◆ INSTRUCTIONS FOR THE TASK: Reproduce verbatim the lines of the data below, starting at the line that contains "Question. Identify every instance of the blue scrub" and ending with the final line of the data, both included.

BEGIN RECORDS TO USE

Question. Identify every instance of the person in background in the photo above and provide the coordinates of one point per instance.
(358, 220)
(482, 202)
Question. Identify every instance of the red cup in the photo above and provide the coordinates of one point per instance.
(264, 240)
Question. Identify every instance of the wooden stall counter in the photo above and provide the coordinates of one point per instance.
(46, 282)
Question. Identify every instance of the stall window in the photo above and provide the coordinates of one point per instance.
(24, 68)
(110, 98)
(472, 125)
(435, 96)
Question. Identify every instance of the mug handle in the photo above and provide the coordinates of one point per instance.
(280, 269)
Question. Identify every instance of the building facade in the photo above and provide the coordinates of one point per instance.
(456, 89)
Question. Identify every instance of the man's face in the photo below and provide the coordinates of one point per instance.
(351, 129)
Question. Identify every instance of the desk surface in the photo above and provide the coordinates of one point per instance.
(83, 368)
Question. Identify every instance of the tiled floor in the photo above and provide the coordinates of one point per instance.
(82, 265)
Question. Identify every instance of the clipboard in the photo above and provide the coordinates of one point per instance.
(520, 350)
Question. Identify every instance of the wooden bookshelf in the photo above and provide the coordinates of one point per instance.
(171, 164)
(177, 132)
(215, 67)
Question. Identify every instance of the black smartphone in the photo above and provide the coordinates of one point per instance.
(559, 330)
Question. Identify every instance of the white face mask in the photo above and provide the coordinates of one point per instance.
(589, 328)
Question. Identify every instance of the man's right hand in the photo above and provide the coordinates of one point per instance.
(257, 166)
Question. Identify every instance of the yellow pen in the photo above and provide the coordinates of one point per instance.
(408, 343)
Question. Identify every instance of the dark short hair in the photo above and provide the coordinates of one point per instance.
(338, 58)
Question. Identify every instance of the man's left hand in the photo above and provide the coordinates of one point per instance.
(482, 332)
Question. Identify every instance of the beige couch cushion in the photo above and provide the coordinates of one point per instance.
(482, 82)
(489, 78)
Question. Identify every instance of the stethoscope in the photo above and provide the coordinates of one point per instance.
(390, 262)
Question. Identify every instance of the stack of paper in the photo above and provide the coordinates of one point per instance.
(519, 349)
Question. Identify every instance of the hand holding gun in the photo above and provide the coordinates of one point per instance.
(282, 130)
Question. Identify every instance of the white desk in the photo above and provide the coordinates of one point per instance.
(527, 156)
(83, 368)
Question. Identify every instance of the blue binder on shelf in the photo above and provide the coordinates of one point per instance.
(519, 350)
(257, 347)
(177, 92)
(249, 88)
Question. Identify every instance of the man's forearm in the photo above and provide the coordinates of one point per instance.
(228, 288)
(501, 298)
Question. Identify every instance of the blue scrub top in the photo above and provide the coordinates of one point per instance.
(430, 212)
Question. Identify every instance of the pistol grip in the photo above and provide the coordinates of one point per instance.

END RECORDS TO USE

◆ THE RESPONSE:
Question. Identify every instance of the blue scrub top in the photo above and provide the coordinates of one point per instance.
(430, 212)
Question. Identify every instance of the pistol grip in the photo above and provide the coordinates of one point per instance.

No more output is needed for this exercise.